[Extracted information]
"""

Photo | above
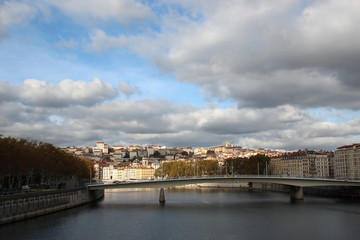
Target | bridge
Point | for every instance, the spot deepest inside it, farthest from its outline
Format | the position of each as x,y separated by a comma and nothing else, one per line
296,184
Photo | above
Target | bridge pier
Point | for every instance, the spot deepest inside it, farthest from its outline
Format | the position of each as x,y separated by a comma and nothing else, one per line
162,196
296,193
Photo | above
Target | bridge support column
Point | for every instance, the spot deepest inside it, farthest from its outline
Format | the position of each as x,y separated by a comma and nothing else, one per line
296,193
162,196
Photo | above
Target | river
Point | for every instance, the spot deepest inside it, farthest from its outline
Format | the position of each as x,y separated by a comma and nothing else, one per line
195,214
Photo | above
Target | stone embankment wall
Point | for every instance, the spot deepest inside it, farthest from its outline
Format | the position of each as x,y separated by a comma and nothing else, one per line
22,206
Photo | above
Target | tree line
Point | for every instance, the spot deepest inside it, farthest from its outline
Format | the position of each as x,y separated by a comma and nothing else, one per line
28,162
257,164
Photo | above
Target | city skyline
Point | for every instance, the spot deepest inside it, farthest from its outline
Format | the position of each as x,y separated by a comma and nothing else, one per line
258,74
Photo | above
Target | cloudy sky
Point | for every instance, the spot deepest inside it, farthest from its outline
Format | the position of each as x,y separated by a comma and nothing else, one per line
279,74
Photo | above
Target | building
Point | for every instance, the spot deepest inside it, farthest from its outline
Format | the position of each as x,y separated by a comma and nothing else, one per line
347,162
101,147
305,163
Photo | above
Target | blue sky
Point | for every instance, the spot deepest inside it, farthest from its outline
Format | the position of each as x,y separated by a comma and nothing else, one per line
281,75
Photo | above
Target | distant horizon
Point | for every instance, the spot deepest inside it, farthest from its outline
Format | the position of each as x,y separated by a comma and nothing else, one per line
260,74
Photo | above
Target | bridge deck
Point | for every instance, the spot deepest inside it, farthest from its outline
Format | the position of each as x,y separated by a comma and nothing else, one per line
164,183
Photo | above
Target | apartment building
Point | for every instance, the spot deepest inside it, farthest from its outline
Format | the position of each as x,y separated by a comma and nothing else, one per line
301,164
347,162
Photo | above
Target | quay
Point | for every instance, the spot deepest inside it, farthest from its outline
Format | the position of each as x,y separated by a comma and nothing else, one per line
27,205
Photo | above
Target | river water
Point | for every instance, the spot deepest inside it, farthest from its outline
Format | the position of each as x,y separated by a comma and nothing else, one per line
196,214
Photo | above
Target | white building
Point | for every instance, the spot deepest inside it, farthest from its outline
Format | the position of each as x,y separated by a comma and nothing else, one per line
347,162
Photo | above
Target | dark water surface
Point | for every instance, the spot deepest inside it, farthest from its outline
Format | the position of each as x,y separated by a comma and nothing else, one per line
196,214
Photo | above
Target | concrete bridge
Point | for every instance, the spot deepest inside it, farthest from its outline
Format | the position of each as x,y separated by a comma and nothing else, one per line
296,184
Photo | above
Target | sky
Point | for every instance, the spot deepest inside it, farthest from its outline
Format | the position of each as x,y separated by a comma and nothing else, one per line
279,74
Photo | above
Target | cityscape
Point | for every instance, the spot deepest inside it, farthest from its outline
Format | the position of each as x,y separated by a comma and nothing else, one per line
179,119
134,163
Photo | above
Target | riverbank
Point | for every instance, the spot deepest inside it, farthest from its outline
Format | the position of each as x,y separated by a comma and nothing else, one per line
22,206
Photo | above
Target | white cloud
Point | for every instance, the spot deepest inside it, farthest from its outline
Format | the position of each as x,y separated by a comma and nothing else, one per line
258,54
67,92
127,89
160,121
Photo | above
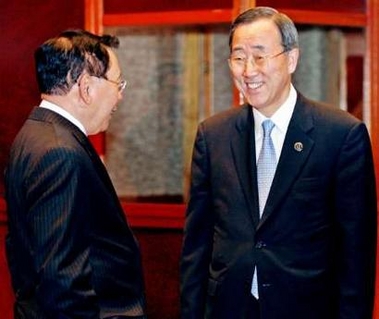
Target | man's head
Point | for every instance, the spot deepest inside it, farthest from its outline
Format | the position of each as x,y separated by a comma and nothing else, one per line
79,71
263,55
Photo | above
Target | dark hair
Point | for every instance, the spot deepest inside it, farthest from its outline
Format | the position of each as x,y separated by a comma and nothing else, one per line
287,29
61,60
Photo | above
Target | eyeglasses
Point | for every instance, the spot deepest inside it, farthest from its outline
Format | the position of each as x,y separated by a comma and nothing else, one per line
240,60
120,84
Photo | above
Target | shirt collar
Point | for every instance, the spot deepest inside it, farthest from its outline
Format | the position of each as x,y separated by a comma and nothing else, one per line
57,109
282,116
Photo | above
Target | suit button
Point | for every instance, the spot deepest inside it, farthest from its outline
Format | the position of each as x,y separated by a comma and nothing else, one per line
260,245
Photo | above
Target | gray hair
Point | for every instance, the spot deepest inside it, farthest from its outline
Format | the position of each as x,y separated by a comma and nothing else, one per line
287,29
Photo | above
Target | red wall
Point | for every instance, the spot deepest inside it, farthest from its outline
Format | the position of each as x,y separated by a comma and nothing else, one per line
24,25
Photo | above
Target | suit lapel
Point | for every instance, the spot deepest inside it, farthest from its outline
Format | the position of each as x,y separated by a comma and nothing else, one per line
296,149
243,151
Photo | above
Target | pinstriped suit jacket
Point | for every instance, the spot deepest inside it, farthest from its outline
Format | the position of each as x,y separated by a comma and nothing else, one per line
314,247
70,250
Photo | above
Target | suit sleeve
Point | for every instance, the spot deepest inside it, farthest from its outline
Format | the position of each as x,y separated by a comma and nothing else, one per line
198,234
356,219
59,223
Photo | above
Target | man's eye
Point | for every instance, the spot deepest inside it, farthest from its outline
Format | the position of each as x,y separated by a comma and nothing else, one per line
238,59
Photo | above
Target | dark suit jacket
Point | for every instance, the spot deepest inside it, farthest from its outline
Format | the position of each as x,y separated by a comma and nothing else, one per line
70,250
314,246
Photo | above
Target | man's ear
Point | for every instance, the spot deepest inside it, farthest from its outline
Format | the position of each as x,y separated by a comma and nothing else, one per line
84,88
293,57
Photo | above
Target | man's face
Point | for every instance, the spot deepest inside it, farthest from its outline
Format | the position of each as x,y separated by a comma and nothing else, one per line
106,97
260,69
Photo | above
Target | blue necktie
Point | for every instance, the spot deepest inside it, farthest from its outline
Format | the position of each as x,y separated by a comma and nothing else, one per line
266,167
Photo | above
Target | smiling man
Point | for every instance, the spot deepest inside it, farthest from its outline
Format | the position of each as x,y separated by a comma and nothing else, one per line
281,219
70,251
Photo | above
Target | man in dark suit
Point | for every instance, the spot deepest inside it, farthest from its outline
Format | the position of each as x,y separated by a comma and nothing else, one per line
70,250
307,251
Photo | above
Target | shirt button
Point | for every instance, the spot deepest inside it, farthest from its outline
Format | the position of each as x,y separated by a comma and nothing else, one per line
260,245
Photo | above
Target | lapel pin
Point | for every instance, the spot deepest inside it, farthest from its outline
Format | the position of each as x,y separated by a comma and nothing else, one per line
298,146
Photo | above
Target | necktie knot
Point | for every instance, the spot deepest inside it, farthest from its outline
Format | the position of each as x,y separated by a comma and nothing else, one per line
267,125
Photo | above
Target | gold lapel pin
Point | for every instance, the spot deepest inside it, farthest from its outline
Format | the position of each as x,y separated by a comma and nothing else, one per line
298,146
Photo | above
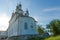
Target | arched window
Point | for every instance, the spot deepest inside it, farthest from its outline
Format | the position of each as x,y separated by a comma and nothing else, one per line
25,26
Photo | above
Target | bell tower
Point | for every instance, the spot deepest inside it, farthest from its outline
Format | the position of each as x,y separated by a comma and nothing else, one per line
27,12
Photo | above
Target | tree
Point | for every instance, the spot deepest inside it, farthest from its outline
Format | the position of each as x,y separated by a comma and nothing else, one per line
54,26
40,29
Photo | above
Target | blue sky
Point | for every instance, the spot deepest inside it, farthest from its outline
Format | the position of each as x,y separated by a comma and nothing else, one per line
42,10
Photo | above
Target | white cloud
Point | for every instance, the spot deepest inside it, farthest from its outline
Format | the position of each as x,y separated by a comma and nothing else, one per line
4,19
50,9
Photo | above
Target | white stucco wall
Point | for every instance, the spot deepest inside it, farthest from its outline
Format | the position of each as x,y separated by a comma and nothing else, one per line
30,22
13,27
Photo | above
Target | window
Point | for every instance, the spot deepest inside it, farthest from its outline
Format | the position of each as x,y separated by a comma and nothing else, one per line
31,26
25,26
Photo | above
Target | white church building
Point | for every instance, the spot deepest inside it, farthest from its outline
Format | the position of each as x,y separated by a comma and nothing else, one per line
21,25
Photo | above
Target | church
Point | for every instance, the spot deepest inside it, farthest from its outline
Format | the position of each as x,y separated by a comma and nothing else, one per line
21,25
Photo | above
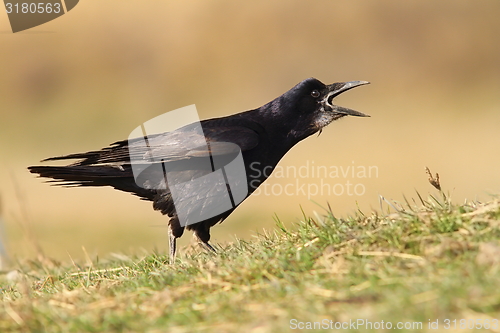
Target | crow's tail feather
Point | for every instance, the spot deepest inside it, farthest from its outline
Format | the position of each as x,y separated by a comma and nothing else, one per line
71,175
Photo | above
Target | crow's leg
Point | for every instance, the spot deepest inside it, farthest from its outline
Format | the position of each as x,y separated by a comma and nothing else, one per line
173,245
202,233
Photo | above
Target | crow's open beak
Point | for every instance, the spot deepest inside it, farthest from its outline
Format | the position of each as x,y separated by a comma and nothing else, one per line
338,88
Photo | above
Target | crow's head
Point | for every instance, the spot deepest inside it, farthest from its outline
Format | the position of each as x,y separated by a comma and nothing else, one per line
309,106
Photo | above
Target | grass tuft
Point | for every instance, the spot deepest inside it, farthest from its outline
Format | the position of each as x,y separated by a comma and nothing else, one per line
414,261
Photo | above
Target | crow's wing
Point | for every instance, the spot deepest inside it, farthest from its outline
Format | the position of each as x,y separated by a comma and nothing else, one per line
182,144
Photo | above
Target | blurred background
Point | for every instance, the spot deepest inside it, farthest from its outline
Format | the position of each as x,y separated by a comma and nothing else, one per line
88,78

"""
"""

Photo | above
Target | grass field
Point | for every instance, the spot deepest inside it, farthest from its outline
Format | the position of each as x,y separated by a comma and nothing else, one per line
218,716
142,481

"""

[Exercise details] Which lines in the material above contain the string "necktie"? Copy each of those lines in full, and treat uppercase and lowercase letters as different.

[Solution to the problem]
Target | blue necktie
Target | necktie knot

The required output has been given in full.